Rows from an object pointing dataset

>>>

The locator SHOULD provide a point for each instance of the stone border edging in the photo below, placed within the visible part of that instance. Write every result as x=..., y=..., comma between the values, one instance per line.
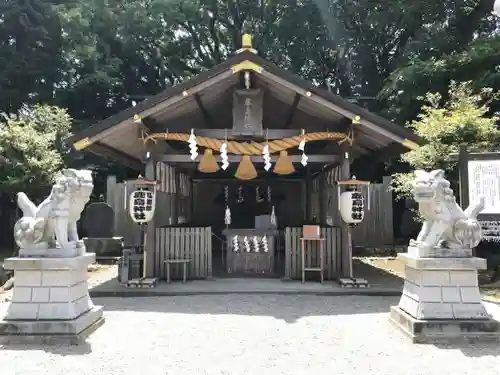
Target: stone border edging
x=153, y=293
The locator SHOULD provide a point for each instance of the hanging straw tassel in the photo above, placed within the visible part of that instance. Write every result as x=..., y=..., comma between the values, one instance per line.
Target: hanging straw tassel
x=246, y=170
x=208, y=164
x=284, y=164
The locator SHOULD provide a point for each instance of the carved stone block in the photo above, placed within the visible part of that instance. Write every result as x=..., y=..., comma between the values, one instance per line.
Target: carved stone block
x=53, y=291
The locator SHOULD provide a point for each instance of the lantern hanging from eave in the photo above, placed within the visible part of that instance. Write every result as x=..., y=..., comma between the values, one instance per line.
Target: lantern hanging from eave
x=352, y=202
x=142, y=200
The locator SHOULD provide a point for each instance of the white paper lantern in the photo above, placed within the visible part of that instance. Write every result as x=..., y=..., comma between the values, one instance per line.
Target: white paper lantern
x=142, y=206
x=496, y=8
x=351, y=207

<<<

What you have to do
Please reproduce all of the items above word for word, leaving the pictures out.

Answer to this exercise
The locator SHOULD provide a point for each instance of the stone border edging in the photo below, placed within the visible part of that instance. Write every result as x=..., y=..., comma between the values, one instance per line.
Target: stone border edging
x=153, y=293
The locator SHOULD provide a point for each instance of the hanging straw tassel in the photo above, placed within the visible part of that instance. Write every result as x=..., y=..., comma between the values, one instance per line.
Target: hanging straw tassel
x=246, y=170
x=208, y=164
x=284, y=164
The locator SHOULD provide a point for each instance of the carved stone block in the photo above, placed within the visible part of that instance. Write every result as x=..., y=..., comma between the values, one instance per line.
Target: carved stone block
x=53, y=291
The locator SHOULD provide a point for each instance of the lantern hanging from eave in the photo above, placed within the visible part of that instance. Write every result as x=..., y=..., comma between the values, one instance per line.
Target: lantern hanging from eave
x=352, y=202
x=142, y=200
The locator SHOULD provide a point for each instance of the white paper lantern in the photo above, placed within the visible part of that instance. Write every result as x=..., y=..., comma between the values, one instance per line.
Target: white paper lantern
x=142, y=206
x=496, y=8
x=351, y=207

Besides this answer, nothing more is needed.